▶ **Task brief**: Reproduce the listing below verbatim, starting at the line that contains "Look at the photo above. For every instance of the shadow" and stopping after the line that contains "x=361, y=600".

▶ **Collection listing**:
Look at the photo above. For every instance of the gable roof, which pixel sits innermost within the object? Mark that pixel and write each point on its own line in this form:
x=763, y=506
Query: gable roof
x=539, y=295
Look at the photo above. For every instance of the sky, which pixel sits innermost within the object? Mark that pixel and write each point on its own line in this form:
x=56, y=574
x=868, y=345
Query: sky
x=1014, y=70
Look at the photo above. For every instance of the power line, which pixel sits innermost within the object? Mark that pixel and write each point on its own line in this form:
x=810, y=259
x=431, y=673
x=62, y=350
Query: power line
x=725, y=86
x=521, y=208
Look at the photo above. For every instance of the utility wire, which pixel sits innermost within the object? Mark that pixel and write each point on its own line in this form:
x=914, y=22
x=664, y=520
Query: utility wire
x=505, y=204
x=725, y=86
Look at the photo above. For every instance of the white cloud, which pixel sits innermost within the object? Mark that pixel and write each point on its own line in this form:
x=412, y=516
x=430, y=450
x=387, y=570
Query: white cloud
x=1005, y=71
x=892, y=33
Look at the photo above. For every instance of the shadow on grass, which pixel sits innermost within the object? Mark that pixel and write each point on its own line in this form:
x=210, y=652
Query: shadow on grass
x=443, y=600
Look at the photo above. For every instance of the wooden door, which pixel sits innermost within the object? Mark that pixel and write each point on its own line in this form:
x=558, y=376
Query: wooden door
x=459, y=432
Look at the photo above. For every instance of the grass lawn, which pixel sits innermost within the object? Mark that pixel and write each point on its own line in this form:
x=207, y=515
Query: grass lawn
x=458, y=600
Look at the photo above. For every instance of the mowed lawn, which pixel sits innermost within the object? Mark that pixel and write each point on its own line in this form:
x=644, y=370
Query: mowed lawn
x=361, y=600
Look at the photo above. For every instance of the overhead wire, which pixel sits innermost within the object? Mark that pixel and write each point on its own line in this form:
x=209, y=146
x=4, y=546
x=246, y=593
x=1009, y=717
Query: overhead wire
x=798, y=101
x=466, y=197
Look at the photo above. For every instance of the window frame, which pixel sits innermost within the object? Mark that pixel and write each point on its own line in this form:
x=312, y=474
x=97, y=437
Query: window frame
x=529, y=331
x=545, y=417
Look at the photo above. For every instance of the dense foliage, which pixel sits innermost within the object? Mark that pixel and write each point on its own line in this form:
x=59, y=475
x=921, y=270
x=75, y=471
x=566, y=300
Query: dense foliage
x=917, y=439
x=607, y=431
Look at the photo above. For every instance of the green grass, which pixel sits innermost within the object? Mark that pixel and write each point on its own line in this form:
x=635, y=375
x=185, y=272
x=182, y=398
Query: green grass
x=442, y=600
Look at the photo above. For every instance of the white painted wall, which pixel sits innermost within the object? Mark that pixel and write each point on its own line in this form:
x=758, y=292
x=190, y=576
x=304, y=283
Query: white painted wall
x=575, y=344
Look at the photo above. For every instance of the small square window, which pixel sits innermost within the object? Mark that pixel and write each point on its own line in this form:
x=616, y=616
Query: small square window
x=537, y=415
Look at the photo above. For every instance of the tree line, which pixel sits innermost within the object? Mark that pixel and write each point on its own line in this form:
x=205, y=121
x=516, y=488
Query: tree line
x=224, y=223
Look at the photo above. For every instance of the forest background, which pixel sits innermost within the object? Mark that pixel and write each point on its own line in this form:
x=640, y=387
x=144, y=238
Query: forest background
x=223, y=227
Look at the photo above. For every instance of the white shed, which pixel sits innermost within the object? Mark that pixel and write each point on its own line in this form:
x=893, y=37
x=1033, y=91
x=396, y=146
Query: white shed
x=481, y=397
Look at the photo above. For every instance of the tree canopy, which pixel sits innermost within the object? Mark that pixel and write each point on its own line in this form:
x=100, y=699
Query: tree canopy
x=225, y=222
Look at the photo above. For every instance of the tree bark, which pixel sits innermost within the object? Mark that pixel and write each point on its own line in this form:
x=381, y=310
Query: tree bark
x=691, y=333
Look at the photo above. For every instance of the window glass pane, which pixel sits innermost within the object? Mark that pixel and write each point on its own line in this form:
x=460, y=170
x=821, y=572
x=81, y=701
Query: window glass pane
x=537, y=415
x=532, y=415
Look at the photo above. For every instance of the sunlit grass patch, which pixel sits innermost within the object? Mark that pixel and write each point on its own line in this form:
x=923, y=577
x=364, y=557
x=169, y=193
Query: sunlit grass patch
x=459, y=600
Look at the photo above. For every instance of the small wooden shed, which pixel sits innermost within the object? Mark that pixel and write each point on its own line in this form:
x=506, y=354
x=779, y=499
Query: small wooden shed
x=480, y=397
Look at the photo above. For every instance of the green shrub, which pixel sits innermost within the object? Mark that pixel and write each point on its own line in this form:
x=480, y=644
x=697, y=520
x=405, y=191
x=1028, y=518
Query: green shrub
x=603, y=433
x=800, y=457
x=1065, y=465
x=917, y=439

▶ **Reply to the task**:
Look at the photo above. For every instance of the shadow on grass, which pixel sits innermost within the object? Mark that pixel and write each point on its own line in this form:
x=210, y=652
Query: shadow on grass
x=443, y=600
Look at the photo above. For every instance of the wooden door, which pixel sits innermost within the object? Mark that pixel and write each point on its own line in this form:
x=558, y=376
Query: wooden door
x=459, y=432
Look at the photo above. For every instance of the grass lawn, which pixel sits innermost within the object? Mark that pixel and write each point on its own line in this form:
x=207, y=515
Query: grass lawn
x=458, y=600
Look at the photo above. For every instance of the mowed lawn, which pixel sits innermost within the object? Mark that pixel and write each point on its own line in this form:
x=644, y=370
Query: mowed lawn
x=361, y=600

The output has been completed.